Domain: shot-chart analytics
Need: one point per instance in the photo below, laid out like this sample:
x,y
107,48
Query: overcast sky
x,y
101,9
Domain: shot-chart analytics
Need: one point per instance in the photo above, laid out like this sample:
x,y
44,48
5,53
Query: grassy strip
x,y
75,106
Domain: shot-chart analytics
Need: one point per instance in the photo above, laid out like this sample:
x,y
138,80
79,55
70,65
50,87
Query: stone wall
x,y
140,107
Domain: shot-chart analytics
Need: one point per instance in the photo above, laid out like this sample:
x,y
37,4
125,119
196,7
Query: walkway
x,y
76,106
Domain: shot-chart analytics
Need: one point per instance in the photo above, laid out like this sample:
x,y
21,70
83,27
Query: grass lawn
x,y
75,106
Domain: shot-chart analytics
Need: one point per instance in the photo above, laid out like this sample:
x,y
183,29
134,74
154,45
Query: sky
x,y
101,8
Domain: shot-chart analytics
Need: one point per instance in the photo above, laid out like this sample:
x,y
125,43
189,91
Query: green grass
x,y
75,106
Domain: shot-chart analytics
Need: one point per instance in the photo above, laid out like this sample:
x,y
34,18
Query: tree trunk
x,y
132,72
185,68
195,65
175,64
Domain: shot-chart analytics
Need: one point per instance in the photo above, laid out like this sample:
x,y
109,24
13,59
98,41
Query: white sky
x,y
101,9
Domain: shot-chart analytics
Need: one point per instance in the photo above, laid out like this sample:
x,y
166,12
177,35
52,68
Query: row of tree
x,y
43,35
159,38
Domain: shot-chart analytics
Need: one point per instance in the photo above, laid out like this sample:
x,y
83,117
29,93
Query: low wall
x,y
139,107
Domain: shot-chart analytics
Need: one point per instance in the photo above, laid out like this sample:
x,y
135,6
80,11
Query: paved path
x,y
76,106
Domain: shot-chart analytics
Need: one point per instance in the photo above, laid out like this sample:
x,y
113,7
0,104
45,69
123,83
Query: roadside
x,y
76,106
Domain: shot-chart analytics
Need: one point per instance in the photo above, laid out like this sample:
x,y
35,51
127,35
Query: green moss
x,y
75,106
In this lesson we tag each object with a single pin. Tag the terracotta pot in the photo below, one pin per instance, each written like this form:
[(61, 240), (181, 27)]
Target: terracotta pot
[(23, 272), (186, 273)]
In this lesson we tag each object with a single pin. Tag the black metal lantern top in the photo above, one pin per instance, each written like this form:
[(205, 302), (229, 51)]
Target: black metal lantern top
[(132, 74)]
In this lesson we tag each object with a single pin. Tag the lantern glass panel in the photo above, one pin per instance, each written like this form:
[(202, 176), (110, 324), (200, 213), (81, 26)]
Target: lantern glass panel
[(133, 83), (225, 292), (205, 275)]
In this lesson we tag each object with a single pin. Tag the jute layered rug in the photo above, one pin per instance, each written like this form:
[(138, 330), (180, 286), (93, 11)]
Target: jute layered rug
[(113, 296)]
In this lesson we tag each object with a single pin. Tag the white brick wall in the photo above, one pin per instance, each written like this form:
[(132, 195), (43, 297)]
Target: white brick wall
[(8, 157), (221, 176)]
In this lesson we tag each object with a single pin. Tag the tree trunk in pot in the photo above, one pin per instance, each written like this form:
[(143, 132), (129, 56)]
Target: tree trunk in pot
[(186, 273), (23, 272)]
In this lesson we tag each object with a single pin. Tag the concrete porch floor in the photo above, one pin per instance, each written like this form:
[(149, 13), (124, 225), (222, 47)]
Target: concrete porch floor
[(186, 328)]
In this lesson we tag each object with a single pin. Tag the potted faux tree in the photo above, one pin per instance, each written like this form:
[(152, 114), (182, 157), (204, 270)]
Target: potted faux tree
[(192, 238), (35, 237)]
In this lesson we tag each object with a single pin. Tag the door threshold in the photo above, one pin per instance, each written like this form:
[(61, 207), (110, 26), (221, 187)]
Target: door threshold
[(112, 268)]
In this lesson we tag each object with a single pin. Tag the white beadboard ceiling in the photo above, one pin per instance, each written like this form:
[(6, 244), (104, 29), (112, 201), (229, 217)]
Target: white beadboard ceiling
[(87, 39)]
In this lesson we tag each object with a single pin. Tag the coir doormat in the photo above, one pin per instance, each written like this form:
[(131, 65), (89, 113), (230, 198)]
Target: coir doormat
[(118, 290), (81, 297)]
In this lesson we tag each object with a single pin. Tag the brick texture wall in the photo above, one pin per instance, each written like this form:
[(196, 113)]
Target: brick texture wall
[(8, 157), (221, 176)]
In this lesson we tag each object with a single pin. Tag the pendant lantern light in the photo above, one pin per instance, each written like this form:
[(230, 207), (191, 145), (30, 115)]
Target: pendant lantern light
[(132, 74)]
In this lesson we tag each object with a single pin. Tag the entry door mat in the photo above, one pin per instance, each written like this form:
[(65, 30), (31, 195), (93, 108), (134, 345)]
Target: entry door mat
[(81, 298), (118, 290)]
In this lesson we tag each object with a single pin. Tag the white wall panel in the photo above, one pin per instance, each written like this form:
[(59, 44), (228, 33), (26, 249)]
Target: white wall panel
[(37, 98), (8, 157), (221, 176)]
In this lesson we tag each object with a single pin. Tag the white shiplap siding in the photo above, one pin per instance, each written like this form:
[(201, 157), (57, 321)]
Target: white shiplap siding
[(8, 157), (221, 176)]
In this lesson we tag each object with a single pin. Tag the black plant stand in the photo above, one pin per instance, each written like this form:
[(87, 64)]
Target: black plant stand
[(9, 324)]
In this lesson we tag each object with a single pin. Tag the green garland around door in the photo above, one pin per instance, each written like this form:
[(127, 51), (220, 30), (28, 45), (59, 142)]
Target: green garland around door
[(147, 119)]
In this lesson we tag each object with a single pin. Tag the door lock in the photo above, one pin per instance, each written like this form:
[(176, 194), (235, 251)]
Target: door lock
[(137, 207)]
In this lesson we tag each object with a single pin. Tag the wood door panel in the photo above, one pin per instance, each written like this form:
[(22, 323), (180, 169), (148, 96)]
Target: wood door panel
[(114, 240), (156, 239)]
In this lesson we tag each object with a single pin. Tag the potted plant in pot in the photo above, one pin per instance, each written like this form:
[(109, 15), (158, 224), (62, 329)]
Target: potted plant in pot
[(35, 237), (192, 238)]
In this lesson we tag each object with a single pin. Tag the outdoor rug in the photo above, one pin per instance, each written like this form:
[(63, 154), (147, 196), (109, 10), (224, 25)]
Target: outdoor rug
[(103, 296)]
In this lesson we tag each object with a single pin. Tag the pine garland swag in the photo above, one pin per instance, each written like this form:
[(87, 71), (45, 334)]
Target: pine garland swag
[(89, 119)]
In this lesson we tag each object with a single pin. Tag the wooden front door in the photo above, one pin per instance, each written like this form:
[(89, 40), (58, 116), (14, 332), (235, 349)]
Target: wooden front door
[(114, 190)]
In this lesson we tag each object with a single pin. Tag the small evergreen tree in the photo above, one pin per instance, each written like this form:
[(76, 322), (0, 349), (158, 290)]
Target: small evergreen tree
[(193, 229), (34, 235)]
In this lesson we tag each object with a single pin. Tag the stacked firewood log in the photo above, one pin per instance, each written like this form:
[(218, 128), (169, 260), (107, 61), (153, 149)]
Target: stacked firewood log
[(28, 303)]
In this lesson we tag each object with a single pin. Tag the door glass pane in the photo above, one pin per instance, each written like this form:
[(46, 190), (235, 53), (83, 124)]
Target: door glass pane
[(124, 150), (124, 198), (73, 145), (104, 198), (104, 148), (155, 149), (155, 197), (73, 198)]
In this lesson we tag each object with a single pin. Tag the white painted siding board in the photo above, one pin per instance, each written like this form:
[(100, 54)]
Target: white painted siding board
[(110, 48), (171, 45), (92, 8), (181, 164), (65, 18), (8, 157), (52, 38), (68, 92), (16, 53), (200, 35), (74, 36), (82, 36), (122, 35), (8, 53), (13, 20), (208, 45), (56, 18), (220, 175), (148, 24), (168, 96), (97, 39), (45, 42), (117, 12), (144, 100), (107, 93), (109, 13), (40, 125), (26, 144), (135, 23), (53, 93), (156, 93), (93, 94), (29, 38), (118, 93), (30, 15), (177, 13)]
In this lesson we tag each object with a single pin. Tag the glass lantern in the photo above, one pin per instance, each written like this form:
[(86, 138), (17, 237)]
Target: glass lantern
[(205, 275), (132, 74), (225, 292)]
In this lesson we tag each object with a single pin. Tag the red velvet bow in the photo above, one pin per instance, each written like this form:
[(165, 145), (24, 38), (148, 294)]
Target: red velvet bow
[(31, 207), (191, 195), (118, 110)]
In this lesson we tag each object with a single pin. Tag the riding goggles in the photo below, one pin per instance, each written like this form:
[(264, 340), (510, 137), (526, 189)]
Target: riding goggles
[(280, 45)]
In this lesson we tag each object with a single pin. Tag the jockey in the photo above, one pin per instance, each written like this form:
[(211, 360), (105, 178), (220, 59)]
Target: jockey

* * * *

◆ Written exercise: Copy the records starting with the line containing "Tag the green" and going on through the line containing "[(35, 237), (192, 238)]", requests included, and raise every coordinate in the answers by 50. Leave the numbers in the requests and their format samples unchanged.

◆ Task solution:
In this lesson we tag each object with a single pin. Tag the green garland around door in the photo above, one pin per instance, each written like this form:
[(127, 51), (220, 30), (28, 45), (59, 142)]
Target: green garland around door
[(197, 169)]
In this lesson we tag each object with a single pin. Tag the door lock in the photo above, one pin per instance, each written like this form:
[(176, 194), (235, 251)]
Target: door lock
[(187, 257)]
In this lesson we tag each object with a single pin. Tag the wood door panel in the photo above, one pin per instance, each written like this form:
[(22, 323), (180, 169), (148, 96)]
Target: wood door panel
[(164, 290), (206, 289)]
In this lesson we tag each object with a single pin. Tag the potted plant in pot in the photo above, one pin per instance, each written like this form:
[(109, 15), (158, 224), (62, 329)]
Target: potted plant in pot
[(85, 287), (242, 288)]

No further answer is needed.